Directive
Reproduce the listing below with every "photograph" swapped for "image" and everything else left unchanged. Leave the pictures out of your answer.

[Named object pointing entries]
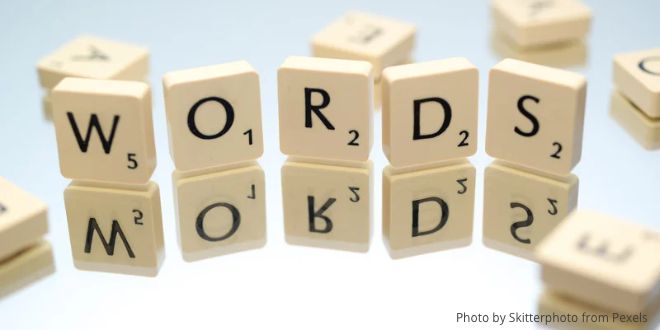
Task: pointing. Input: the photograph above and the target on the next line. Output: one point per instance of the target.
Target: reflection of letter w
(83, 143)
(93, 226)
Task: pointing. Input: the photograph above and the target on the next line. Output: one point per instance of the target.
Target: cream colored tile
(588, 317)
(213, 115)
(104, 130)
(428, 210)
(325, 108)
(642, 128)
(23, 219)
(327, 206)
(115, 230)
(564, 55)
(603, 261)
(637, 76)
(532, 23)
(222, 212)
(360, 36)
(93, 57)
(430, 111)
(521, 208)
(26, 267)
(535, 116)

Exercise solution
Task: pointing. Input: the image above and the target on the next line. Output: one point per instance of the target.
Target: reflection of letter w
(83, 143)
(93, 226)
Task: pointing. Input: the image above and the target on the next line. Output: one point per instance of the target.
Target: cream colored tile
(588, 317)
(213, 115)
(104, 130)
(428, 210)
(325, 108)
(642, 128)
(23, 219)
(327, 206)
(115, 230)
(564, 55)
(603, 261)
(637, 76)
(532, 23)
(222, 212)
(360, 36)
(93, 57)
(430, 111)
(521, 208)
(26, 267)
(535, 116)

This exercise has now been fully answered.